[Point annotations for photographs]
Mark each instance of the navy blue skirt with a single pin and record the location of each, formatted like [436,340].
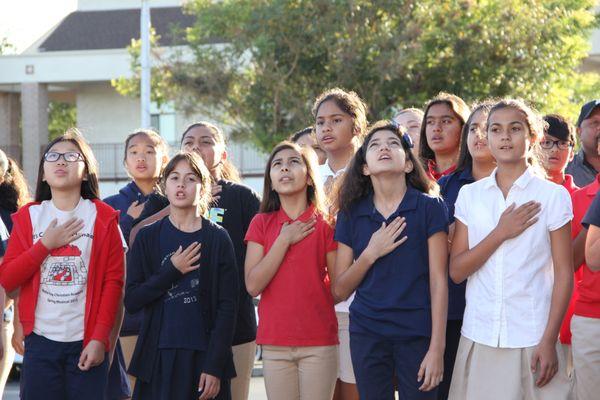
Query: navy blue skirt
[175,376]
[117,386]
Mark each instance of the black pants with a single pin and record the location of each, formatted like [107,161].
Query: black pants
[50,372]
[452,338]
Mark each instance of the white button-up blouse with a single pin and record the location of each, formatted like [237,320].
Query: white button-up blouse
[508,298]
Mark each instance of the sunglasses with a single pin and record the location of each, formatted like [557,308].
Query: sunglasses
[70,156]
[561,144]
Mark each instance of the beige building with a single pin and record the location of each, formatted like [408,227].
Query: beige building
[75,62]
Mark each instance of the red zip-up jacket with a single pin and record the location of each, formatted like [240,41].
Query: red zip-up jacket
[20,269]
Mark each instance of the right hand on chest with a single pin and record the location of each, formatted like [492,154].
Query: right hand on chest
[384,240]
[297,230]
[185,260]
[515,220]
[56,235]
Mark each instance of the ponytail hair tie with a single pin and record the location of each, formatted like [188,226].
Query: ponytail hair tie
[408,140]
[402,133]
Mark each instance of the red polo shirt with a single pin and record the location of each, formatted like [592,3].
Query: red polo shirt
[432,171]
[582,199]
[296,308]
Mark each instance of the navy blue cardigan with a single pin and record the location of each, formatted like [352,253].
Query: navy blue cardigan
[147,282]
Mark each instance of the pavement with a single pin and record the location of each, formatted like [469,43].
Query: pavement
[257,390]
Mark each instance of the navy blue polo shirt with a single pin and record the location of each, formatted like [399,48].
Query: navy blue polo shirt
[393,300]
[449,187]
[182,324]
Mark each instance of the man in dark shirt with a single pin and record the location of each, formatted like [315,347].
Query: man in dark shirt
[586,164]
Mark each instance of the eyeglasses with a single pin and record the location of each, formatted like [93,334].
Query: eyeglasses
[561,144]
[70,156]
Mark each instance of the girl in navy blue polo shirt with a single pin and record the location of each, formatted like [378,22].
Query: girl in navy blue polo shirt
[392,234]
[475,161]
[146,154]
[181,271]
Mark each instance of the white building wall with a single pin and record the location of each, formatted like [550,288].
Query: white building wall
[88,5]
[103,115]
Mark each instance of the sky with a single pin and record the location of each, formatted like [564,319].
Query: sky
[23,21]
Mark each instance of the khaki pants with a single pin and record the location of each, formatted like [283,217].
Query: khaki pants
[484,372]
[585,343]
[243,359]
[345,370]
[128,346]
[300,373]
[8,356]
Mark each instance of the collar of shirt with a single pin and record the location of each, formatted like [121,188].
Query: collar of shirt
[521,182]
[569,184]
[431,168]
[466,175]
[282,217]
[593,187]
[326,171]
[366,207]
[580,160]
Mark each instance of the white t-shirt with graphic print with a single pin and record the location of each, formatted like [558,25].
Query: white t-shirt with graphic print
[60,310]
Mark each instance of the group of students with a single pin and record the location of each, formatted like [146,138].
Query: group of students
[431,255]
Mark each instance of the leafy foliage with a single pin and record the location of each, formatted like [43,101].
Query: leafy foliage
[257,65]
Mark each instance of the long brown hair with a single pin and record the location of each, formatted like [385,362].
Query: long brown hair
[314,192]
[536,126]
[348,102]
[356,185]
[199,168]
[14,192]
[458,107]
[227,170]
[89,186]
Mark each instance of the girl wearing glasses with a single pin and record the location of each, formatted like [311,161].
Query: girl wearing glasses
[557,150]
[65,258]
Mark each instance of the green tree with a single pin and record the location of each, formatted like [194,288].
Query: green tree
[258,64]
[61,116]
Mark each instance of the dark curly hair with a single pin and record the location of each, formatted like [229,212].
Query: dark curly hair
[465,160]
[356,185]
[14,192]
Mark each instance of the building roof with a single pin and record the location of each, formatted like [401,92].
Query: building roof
[112,29]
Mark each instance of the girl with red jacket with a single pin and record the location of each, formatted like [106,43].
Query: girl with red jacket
[66,258]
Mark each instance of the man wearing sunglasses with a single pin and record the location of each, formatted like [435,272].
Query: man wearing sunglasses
[557,150]
[586,164]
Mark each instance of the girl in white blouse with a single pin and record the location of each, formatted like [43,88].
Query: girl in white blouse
[512,243]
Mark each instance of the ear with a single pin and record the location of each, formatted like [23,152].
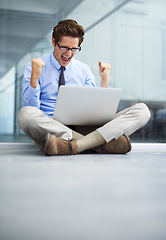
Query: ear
[53,42]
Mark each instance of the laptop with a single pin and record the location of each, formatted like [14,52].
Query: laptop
[86,105]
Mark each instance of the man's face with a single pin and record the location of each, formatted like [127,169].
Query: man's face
[65,57]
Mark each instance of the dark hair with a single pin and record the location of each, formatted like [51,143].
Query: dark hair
[70,28]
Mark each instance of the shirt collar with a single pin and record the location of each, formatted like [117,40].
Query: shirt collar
[56,64]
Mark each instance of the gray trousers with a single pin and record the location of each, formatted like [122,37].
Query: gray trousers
[36,124]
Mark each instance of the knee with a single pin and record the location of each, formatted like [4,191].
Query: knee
[23,115]
[143,113]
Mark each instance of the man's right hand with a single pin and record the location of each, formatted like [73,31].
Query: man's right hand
[37,65]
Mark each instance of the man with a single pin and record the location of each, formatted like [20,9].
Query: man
[40,89]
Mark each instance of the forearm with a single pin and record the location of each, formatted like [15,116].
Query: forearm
[104,83]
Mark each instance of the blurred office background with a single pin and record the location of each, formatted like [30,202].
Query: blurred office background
[131,35]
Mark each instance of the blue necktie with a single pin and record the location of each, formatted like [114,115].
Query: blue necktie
[61,77]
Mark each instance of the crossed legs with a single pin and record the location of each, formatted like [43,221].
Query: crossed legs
[55,138]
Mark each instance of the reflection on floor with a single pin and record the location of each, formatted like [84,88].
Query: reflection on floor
[82,197]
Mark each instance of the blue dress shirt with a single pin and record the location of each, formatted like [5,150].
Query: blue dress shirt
[44,96]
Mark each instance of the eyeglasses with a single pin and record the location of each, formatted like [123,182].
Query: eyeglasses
[66,49]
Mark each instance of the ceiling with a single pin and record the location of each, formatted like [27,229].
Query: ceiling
[23,23]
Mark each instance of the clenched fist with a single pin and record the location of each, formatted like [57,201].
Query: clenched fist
[37,65]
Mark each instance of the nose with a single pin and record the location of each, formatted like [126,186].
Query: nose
[68,53]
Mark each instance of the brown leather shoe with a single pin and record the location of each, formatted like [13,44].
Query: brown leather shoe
[120,146]
[58,146]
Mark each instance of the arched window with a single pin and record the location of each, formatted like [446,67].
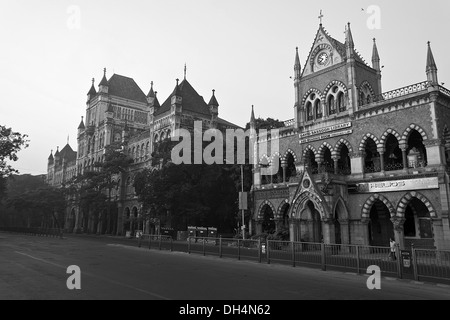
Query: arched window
[309,115]
[317,109]
[331,105]
[393,157]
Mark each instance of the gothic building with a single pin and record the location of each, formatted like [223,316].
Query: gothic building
[356,165]
[121,112]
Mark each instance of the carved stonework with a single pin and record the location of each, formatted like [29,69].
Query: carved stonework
[355,155]
[434,142]
[272,194]
[398,223]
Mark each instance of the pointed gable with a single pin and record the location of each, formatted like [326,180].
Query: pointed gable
[326,52]
[191,100]
[124,87]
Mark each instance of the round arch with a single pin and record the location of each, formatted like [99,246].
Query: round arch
[406,199]
[300,202]
[365,214]
[260,211]
[290,151]
[312,90]
[408,131]
[339,145]
[395,134]
[362,144]
[322,149]
[281,209]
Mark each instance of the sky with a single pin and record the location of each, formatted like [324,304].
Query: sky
[244,49]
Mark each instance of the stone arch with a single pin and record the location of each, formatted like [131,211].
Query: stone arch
[307,148]
[338,147]
[362,144]
[279,214]
[312,90]
[365,214]
[300,202]
[332,84]
[322,149]
[292,153]
[260,215]
[406,199]
[340,204]
[386,134]
[408,130]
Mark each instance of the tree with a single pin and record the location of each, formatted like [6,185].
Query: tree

- _SET EXERCISE_: Convert every line of the entries above into a Markdown table with the columns "No." and "Line," giving each nonblank line its own numbered row. Omit the pictures from the answer.

- _EXPECTED ANSWER_:
| No. | Line |
|---|---|
| 1 | Mark each instance of the navy blue skirt with a single pin and record the location of each, formatted like [436,340]. |
| 2 | Query: navy blue skirt |
| 3 | [175,376] |
| 4 | [117,386] |
| 5 | Mark each instance of the black pants with a single pin and record the location of each, formatted like [107,161]. |
| 6 | Query: black pants |
| 7 | [50,372] |
| 8 | [452,338] |
| 9 | Mark each instance of the white button-up blouse with a single pin and record the location of each, formatted like [237,320]. |
| 10 | Query: white button-up blouse |
| 11 | [508,298] |
| 12 | Mark each instance of the sunglasses with a single pin and record the location of each, formatted like [557,308]. |
| 13 | Query: sunglasses |
| 14 | [70,156] |
| 15 | [561,144] |
| 16 | Mark each instance of the beige building with a single pin and record the location of each, formatted like [408,227]. |
| 17 | Query: beige building |
| 18 | [75,62] |
| 19 | Mark each instance of the red zip-up jacket with a single pin and record the location of each, formatted like [240,41]. |
| 20 | Query: red zip-up jacket |
| 21 | [20,269] |
| 22 | Mark each instance of the right hand on chest with a single pin and record the location of each, formatted like [492,154]. |
| 23 | Query: right hand on chest |
| 24 | [384,240] |
| 25 | [297,230] |
| 26 | [185,260] |
| 27 | [515,220] |
| 28 | [56,235] |
| 29 | Mark each instance of the ponytail hair tie with a single pin and record the location of each, formatted like [188,226]. |
| 30 | Query: ponytail hair tie |
| 31 | [408,140] |
| 32 | [402,133] |
| 33 | Mark each instance of the red polo shirt with a single pin and record the location of each, formatted like [592,3]. |
| 34 | Query: red polo shirt |
| 35 | [432,171] |
| 36 | [582,199] |
| 37 | [296,308] |
| 38 | Mark each instance of the navy blue cardigan with a single pin and record the location of each, formatted like [352,253]. |
| 39 | Query: navy blue cardigan |
| 40 | [147,282] |
| 41 | Mark each instance of the pavement with a single pin and record the location of each, formatted like [469,43]. |
| 42 | Query: pavement |
| 43 | [257,390] |
| 44 | Mark each instance of the navy blue polo shirt with a single pin and record the location of each, formatted like [399,48]. |
| 45 | Query: navy blue polo shirt |
| 46 | [393,300] |
| 47 | [449,187] |
| 48 | [182,324] |
| 49 | Mark each instance of the man in dark shirt with a single pin and record the location of each, formatted like [315,347]. |
| 50 | Query: man in dark shirt |
| 51 | [586,164] |
| 52 | Mark each instance of the eyeglasses with a single pin and record the location of each, formatted like [93,334]. |
| 53 | Query: eyeglasses |
| 54 | [561,144] |
| 55 | [70,156] |
| 56 | Mark each instance of the girl in navy blue polo shirt with a single pin and record the location of each, formatted like [378,22]. |
| 57 | Query: girl in navy blue polo shirt |
| 58 | [392,234] |
| 59 | [475,161] |
| 60 | [146,154] |
| 61 | [181,271] |
| 62 | Mark each instance of the white building wall with a single pin and record the location of each, formatted like [550,288]. |
| 63 | Query: white building wall |
| 64 | [88,5] |
| 65 | [103,115] |
| 66 | Mark each instance of the sky with a single pin and record the location of each, formatted like [564,319]. |
| 67 | Query: sky |
| 68 | [23,21] |
| 69 | Mark each instance of the khaki pants with a single pin and record the location of each, formatted like [283,217]. |
| 70 | Query: khaki pants |
| 71 | [484,372] |
| 72 | [585,343] |
| 73 | [243,359] |
| 74 | [345,370] |
| 75 | [128,346] |
| 76 | [300,373] |
| 77 | [8,356] |
| 78 | Mark each instance of the collar of shirt with a single pin and record the location of each, formatted like [121,188]. |
| 79 | Query: collar of shirt |
| 80 | [521,182] |
| 81 | [569,184] |
| 82 | [431,168] |
| 83 | [466,175] |
| 84 | [282,217] |
| 85 | [593,187] |
| 86 | [326,171] |
| 87 | [366,207] |
| 88 | [580,160] |
| 89 | Mark each instance of the white t-shirt with graphic print with a single pin and record the location of each, formatted like [558,25]. |
| 90 | Query: white t-shirt with graphic print |
| 91 | [60,310] |
| 92 | Mark each instance of the group of students with a single pin and record the location of each, formatted like [146,138]. |
| 93 | Query: group of students |
| 94 | [431,255] |
| 95 | Mark each instance of the leafy foliage with a single pin and record the location of each, formatted like [43,101]. |
| 96 | Query: leafy foliage |
| 97 | [257,65] |
| 98 | Mark each instance of the long brown hair with a single pin and record the location of each, formatted like [385,362]. |
| 99 | Query: long brown hair |
| 100 | [314,192] |
| 101 | [536,126] |
| 102 | [348,102] |
| 103 | [356,185] |
| 104 | [199,168] |
| 105 | [14,192] |
| 106 | [458,107] |
| 107 | [227,170] |
| 108 | [89,186] |
| 109 | Mark each instance of the girl wearing glasses with a single pin and record the location of each, formatted like [311,161]. |
| 110 | Query: girl wearing glasses |
| 111 | [557,150] |
| 112 | [65,258] |
| 113 | Mark each instance of the green tree with a single pin and record the location of each, formatted like [194,288]. |
| 114 | Query: green tree |
| 115 | [258,64] |
| 116 | [61,116] |
| 117 | Mark each instance of the dark curly hair with a single pin and record the location of each, formatted like [229,212]. |
| 118 | Query: dark curly hair |
| 119 | [465,160] |
| 120 | [356,185] |
| 121 | [14,192] |
| 122 | Mark each instance of the building roof with a single pin and record the location of each, formatted like [401,92]. |
| 123 | Query: building roof |
| 124 | [112,29] |
| 125 | Mark each instance of the girl with red jacket with a single pin and record the location of each, formatted like [106,43]. |
| 126 | Query: girl with red jacket |
| 127 | [66,258] |
| 128 | Mark each instance of the man wearing sunglasses with a single pin and record the location of each, formatted like [435,272]. |
| 129 | Query: man wearing sunglasses |
| 130 | [557,150] |
| 131 | [586,164] |
| 132 | Mark each instance of the girl in white blouse with a single pin and record the location of each, formatted like [43,88]. |
| 133 | Query: girl in white blouse |
| 134 | [512,243] |
| 135 | Mark each instance of the ear with a single pin and record the location of each, formatted like [23,152]. |
| 136 | Query: ear |
| 137 | [53,42] |
| 138 | Mark each instance of the laptop with a single pin and record the location of each, formatted like [14,52]. |
| 139 | Query: laptop |
| 140 | [86,105] |
| 141 | Mark each instance of the man's face with a single pin and record the location of each, formatted like [127,169]. |
| 142 | Query: man's face |
| 143 | [65,57] |
| 144 | Mark each instance of the dark hair with a single pin and record the location of each, formatted like [51,143]. |
| 145 | Query: dark hair |
| 146 | [70,28] |
| 147 | Mark each instance of the shirt collar with a single pin and record the location of each, formatted like [117,40]. |
| 148 | Query: shirt collar |
| 149 | [56,64] |
| 150 | Mark each instance of the gray trousers with a single pin and record the location of each, formatted like [122,37]. |
| 151 | Query: gray trousers |
| 152 | [36,124] |
| 153 | Mark each instance of the knee with a single pin and record the location of each, formatted like [4,191]. |
| 154 | Query: knee |
| 155 | [23,115] |
| 156 | [143,113] |
| 157 | Mark each instance of the man's right hand with a single pin and record the location of each, formatted like [73,31]. |
| 158 | Query: man's right hand |
| 159 | [37,65] |
| 160 | Mark each instance of the man with a single pin and record the location of each, formatted like [20,9]. |
| 161 | Query: man |
| 162 | [40,89] |
| 163 | Mark each instance of the forearm with a single pin and record the location of each, formatted like [15,116]. |
| 164 | Query: forearm |
| 165 | [104,83] |
| 166 | Mark each instance of the blurred office background with a single pin and record the location of each, formatted like [30,202]. |
| 167 | Query: blurred office background |
| 168 | [131,35] |
| 169 | Mark each instance of the blue necktie with a single pin and record the location of each, formatted like [114,115]. |
| 170 | Query: blue necktie |
| 171 | [61,77] |
| 172 | Mark each instance of the crossed legs with a single pin and record the location of each, formatted like [43,221]. |
| 173 | Query: crossed legs |
| 174 | [55,138] |
| 175 | Mark each instance of the reflection on floor with a single pin and record the location of each, formatted like [84,88]. |
| 176 | Query: reflection on floor |
| 177 | [82,197] |
| 178 | Mark each instance of the blue dress shirt with a single pin and record the location of each, formatted like [5,150]. |
| 179 | Query: blue dress shirt |
| 180 | [44,96] |
| 181 | Mark each instance of the eyeglasses with a single pin and record the location of each, formatted like [123,182]. |
| 182 | Query: eyeglasses |
| 183 | [66,49] |
| 184 | Mark each instance of the ceiling with a single pin and record the location of each, formatted like [27,229]. |
| 185 | Query: ceiling |
| 186 | [23,23] |
| 187 | Mark each instance of the clenched fist with a single pin and record the location of each, formatted like [57,201]. |
| 188 | Query: clenched fist |
| 189 | [37,65] |
| 190 | Mark each instance of the nose with a single pin and record the location of each, formatted like [126,186]. |
| 191 | Query: nose |
| 192 | [68,53] |
| 193 | Mark each instance of the brown leather shoe with a single pin and record the location of each, formatted like [13,44]. |
| 194 | Query: brown leather shoe |
| 195 | [120,146] |
| 196 | [58,146] |
| 197 | Mark each instance of the arched window with a single pin and record the location of each, formatted like [446,67]. |
| 198 | Query: arched window |
| 199 | [309,115] |
| 200 | [317,109] |
| 201 | [331,105] |
| 202 | [393,157] |
| 203 | Mark each instance of the gothic building with a single pin and record the location of each, formatted like [223,316]. |
| 204 | Query: gothic building |
| 205 | [356,165] |
| 206 | [121,112] |
| 207 | Mark each instance of the carved stonework with a single pin and record the location of each, formatted like [29,69]. |
| 208 | Query: carved stonework |
| 209 | [355,155] |
| 210 | [434,142] |
| 211 | [272,194] |
| 212 | [398,223] |
| 213 | Mark each instance of the pointed gable with a single pin and record the location of each, formatted like [326,180]. |
| 214 | Query: pointed gable |
| 215 | [326,52] |
| 216 | [191,100] |
| 217 | [124,87] |
| 218 | Mark each instance of the round arch with a single pin and record the location of each, formatted like [99,246]. |
| 219 | Query: round arch |
| 220 | [406,199] |
| 221 | [300,202] |
| 222 | [365,214] |
| 223 | [260,211] |
| 224 | [290,151] |
| 225 | [312,90] |
| 226 | [408,131] |
| 227 | [339,145] |
| 228 | [395,134] |
| 229 | [362,144] |
| 230 | [322,149] |
| 231 | [281,209] |
| 232 | Mark each instance of the sky with a single pin and record the location of each, formatted like [324,304]. |
| 233 | Query: sky |
| 234 | [244,49] |
| 235 | Mark each instance of the stone arch with a single pin and record the location of each, formatted like [131,211]. |
| 236 | Query: stone arch |
| 237 | [307,148] |
| 238 | [338,147] |
| 239 | [362,144] |
| 240 | [279,214] |
| 241 | [312,90] |
| 242 | [365,214] |
| 243 | [300,202] |
| 244 | [332,84] |
| 245 | [322,149] |
| 246 | [292,153] |
| 247 | [260,215] |
| 248 | [406,199] |
| 249 | [340,204] |
| 250 | [386,134] |
| 251 | [408,130] |
| 252 | Mark each instance of the tree with a single pin and record the location of each, formatted like [6,185]. |
| 253 | Query: tree |